» INSTRUCTION: Rewrite the entries from the line that contains "of the bronze" up to and including the last line of the entries, keeping every line. Raise each point coordinate in the answers by 77, and leave the numbers in the sample formats unchanged.

» MATERIAL SHOWN:
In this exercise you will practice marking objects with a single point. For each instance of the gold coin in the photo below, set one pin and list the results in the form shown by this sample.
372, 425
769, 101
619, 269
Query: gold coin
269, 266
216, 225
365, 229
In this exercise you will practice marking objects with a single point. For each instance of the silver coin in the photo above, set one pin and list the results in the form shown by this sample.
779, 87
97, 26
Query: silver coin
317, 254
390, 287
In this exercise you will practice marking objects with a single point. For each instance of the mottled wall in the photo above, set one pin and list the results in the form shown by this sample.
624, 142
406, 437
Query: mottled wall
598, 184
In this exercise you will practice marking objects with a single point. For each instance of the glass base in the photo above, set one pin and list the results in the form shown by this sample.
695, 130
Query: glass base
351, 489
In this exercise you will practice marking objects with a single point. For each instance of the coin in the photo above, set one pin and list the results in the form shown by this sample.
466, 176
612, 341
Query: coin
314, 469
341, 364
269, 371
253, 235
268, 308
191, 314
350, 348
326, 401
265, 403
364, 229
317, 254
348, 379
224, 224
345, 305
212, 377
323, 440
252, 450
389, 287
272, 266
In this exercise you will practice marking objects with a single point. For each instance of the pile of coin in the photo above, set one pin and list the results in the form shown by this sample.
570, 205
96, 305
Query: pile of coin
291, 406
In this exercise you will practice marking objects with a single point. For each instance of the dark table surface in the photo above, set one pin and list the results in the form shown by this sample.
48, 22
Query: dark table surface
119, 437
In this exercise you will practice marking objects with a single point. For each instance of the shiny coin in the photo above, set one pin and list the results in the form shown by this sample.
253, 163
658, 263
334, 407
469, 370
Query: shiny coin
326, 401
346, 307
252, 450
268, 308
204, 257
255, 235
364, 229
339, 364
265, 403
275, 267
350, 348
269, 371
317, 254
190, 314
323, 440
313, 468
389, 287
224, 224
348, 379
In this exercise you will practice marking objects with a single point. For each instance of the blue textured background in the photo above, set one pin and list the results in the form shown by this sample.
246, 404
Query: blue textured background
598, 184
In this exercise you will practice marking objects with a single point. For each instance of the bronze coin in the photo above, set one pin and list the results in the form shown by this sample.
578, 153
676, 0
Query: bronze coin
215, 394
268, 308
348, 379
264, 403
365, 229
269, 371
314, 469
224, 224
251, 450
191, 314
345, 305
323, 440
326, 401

» REPLY TO THE TASK:
In this exercise you will practice marking objects with a single point. For each instance of the bronze coin in the photo above, set one pin and list the results in the form shown by this sample.
578, 153
676, 0
Query: bronze coin
292, 471
345, 385
425, 456
341, 480
442, 306
346, 448
391, 546
301, 301
328, 527
268, 391
422, 382
400, 517
403, 478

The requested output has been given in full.